* [What you have to do]: Output all of the data below exactly as given.

* [Material for this task]:
--- start ---
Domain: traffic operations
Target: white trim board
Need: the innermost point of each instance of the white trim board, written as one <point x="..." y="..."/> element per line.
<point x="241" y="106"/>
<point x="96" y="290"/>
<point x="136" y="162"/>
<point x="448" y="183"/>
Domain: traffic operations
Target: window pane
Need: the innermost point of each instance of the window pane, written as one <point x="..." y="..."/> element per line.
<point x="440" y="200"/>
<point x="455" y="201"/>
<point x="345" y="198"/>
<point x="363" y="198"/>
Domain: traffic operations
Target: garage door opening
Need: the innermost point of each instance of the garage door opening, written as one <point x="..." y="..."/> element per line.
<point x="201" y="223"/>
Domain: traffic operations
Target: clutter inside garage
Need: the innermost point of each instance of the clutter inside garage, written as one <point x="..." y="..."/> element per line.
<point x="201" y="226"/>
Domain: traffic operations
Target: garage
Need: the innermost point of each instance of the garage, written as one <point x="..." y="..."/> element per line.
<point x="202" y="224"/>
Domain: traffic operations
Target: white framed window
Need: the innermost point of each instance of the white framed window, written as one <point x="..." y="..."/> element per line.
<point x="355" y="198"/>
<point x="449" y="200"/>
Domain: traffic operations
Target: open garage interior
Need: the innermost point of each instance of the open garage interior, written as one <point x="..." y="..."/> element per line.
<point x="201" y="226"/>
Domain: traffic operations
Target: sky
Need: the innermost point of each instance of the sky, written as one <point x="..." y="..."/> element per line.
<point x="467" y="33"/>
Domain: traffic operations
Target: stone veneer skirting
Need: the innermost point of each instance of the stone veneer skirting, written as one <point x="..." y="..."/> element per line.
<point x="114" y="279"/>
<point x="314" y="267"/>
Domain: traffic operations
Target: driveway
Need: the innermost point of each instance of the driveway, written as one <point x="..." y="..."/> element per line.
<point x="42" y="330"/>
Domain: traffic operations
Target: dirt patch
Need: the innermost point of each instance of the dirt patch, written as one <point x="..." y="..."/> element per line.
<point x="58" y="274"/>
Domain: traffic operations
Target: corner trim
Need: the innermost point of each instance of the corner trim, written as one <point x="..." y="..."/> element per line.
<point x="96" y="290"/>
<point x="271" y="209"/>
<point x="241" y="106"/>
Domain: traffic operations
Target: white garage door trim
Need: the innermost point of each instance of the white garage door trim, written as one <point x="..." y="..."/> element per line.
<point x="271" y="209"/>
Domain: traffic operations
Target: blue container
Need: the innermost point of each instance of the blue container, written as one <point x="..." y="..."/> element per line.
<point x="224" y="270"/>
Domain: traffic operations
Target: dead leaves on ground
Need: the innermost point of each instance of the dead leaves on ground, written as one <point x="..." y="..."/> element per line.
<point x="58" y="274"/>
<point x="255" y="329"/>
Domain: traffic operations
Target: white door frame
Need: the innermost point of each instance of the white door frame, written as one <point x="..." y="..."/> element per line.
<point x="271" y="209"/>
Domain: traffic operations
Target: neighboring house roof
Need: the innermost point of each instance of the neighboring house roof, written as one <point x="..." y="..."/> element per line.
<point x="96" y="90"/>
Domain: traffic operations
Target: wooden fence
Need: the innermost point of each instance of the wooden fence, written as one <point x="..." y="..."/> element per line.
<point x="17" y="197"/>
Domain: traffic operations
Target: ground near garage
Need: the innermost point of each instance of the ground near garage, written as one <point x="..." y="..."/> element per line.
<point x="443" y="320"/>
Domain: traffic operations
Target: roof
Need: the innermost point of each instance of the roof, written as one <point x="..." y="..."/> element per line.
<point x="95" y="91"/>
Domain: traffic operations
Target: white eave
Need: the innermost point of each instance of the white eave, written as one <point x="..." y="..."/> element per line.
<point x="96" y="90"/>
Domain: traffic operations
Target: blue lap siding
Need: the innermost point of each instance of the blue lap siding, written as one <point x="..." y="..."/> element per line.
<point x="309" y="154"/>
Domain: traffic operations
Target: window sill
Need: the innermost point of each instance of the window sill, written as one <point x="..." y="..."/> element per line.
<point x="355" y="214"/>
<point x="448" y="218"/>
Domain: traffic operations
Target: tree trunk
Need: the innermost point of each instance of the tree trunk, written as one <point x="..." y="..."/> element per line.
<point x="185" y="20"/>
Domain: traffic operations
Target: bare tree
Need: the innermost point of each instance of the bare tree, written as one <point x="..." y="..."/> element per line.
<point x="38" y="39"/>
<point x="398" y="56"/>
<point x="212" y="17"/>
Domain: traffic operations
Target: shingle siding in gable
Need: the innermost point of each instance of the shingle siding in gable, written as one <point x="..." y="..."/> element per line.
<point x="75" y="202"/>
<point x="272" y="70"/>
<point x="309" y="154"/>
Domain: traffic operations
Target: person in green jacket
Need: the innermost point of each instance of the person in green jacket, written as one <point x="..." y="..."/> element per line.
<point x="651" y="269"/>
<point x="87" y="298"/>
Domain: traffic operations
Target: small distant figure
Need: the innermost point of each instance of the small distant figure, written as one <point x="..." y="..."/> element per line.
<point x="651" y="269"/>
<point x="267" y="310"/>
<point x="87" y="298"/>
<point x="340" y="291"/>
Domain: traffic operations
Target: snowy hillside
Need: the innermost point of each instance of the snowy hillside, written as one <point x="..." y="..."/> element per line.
--- end ---
* [In response]:
Domain: traffic operations
Target: white trim board
Need: the innermost point of each instance of the white trim board, written as one <point x="..." y="..."/> element per line.
<point x="241" y="106"/>
<point x="96" y="290"/>
<point x="136" y="162"/>
<point x="448" y="183"/>
Domain: traffic operations
Target: window pane
Need: the innermost point of each instance of the window pane, written as one <point x="..." y="..."/> element per line.
<point x="440" y="200"/>
<point x="455" y="201"/>
<point x="345" y="198"/>
<point x="363" y="198"/>
Domain: traffic operations
Target: garage door opening
Need: the innermost point of each instance of the garage door opening, written as one <point x="..." y="..."/> element per line.
<point x="201" y="223"/>
Domain: traffic operations
Target: clutter inside garage
Need: the innermost point of each instance of the clutter inside garage, written as one <point x="..." y="..."/> element per line.
<point x="201" y="226"/>
Domain: traffic operations
Target: garage
Need: the innermost point of each instance of the garage, written as one <point x="..." y="..."/> element per line.
<point x="202" y="224"/>
Domain: traffic operations
Target: white framed window
Need: the innermost point of each instance of the white framed window, written as one <point x="..." y="..."/> element per line.
<point x="355" y="198"/>
<point x="449" y="200"/>
Domain: traffic operations
Target: open garage interior
Need: the innermost point of each instance of the open garage interior, written as one <point x="..." y="..."/> element per line.
<point x="201" y="226"/>
Domain: traffic operations
Target: sky
Need: the innermost point of each instance of the sky, written as one <point x="..." y="..."/> element per line.
<point x="467" y="33"/>
Domain: traffic operations
Target: stone veneer skirting
Need: the innermost point of each instance of the stone veneer skirting, written as one <point x="..." y="..."/> element per line.
<point x="114" y="279"/>
<point x="314" y="267"/>
Domain: traffic operations
Target: driveway
Need: the innermost point of each instance of the driveway, written as one <point x="..." y="..."/> element per line.
<point x="42" y="330"/>
Domain: traffic operations
Target: dirt patch
Need: the innermost point of each instance of the dirt patch, written as one <point x="..." y="..."/> element per line.
<point x="58" y="274"/>
Domain: traffic operations
Target: corner trim
Need: the innermost point of each instance of the corner trim, written as one <point x="..." y="..."/> element per line.
<point x="96" y="290"/>
<point x="271" y="209"/>
<point x="241" y="106"/>
Domain: traffic operations
Target: white garage door trim
Need: the innermost point of each instance of the white garage door trim, written as one <point x="..." y="..."/> element per line.
<point x="271" y="209"/>
Domain: traffic operations
Target: blue container
Need: the innermost point of each instance of the blue container, written as one <point x="..." y="..."/> element per line.
<point x="224" y="270"/>
Domain: traffic operations
Target: dead leaves on ground
Need: the innermost point of each instance of the dead leaves on ground, written as one <point x="..." y="..."/> element per line.
<point x="58" y="274"/>
<point x="255" y="329"/>
Domain: traffic operations
Target: white door frame
Need: the innermost point of each instance of the white door frame, written as one <point x="..." y="..."/> element per line.
<point x="271" y="209"/>
Domain: traffic operations
Target: neighboring house roof
Need: the innermost point of each instance of the neighboring house roof, written as one <point x="..." y="..."/> element per line.
<point x="96" y="90"/>
Domain: traffic operations
Target: wooden fence
Need: the innermost point of each instance of the wooden fence, written as one <point x="..." y="..."/> element per line.
<point x="17" y="197"/>
Domain: traffic operations
Target: ground near garage
Need: the innermost point of each instance of the ground near garage, written as one <point x="..." y="..."/> element per line.
<point x="443" y="320"/>
Domain: traffic operations
Target: roof
Need: the innermost point of each instance of the roof, written as one <point x="..." y="..."/> element per line.
<point x="95" y="91"/>
Domain: traffic operations
Target: white eave
Need: the innermost point of each instance of the white eave, written as one <point x="..." y="..."/> element per line.
<point x="96" y="90"/>
Domain: traffic operations
Target: blue lap siding
Need: the innermost point of each instance of the blue lap siding, written as one <point x="..." y="..."/> element per line.
<point x="309" y="154"/>
Domain: traffic operations
Target: window sill
Need: the innermost point of each instance of the window sill, written as one <point x="..." y="..."/> element per line.
<point x="355" y="214"/>
<point x="448" y="218"/>
Domain: traffic operations
Target: tree trunk
Need: the innermost point of each instance of the tree trunk, written as one <point x="..." y="..."/> element per line.
<point x="185" y="20"/>
Domain: traffic operations
Target: bare tree
Need: the innermost point of each instance of the bare tree, written as one <point x="..." y="..."/> element per line.
<point x="38" y="39"/>
<point x="398" y="56"/>
<point x="212" y="17"/>
Domain: traffic operations
Target: shingle siding in gable
Need: the innermost point of each instance of the shingle siding in gable, written as one <point x="..." y="..."/> element per line.
<point x="75" y="202"/>
<point x="272" y="70"/>
<point x="309" y="154"/>
Domain: traffic operations
Target: person in green jacket
Need: the innermost point of each instance of the person in green jacket, written as one <point x="..." y="..."/> element per line.
<point x="651" y="269"/>
<point x="87" y="298"/>
Domain: traffic operations
Target: small distant figure
Need: the innermost point of each instance of the small distant figure, written as one <point x="..." y="..."/> element per line.
<point x="651" y="269"/>
<point x="267" y="310"/>
<point x="87" y="298"/>
<point x="340" y="291"/>
Domain: traffic operations
Target: snowy hillside
Need: the innermost point of each instance of the snowy hillside, written as one <point x="..." y="..."/> element per line.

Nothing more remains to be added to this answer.